▶ _GOAL_
Pull out every line in the listing below that contains the string "truck".

#### SUPPLIED RECORDS ####

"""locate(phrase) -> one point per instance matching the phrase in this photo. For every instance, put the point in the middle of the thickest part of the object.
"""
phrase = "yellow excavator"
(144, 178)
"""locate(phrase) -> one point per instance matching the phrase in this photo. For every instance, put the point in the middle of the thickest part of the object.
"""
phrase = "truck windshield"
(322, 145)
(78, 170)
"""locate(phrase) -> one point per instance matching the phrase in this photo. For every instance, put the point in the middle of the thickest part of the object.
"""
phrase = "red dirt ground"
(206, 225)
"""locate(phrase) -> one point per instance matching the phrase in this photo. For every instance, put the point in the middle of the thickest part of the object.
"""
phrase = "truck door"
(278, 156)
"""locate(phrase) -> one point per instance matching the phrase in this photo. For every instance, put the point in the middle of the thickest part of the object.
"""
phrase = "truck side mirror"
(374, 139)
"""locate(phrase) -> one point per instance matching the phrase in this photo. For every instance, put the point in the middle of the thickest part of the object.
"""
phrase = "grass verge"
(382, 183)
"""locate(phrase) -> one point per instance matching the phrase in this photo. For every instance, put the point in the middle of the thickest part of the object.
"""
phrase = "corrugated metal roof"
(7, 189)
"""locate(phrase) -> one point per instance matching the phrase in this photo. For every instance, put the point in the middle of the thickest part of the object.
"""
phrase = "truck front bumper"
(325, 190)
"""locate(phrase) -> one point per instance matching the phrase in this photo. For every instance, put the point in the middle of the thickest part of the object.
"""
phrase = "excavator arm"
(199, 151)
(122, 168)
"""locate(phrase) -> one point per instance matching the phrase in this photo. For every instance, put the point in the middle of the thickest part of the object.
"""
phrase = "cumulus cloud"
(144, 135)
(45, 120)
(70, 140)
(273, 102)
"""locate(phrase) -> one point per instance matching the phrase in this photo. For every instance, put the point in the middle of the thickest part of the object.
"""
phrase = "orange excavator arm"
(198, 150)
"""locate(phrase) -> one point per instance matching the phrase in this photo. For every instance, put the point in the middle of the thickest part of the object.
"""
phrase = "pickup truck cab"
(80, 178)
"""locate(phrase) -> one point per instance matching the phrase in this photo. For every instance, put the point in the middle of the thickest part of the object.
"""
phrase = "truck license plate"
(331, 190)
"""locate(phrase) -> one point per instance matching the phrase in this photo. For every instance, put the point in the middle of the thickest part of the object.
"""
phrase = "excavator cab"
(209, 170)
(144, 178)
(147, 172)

####

▶ _COMPLETE RESPONSE_
phrase = "truck windshield"
phrase = "truck door"
phrase = "truck side mirror"
phrase = "truck front bumper"
phrase = "pickup truck cab"
phrase = "truck license plate"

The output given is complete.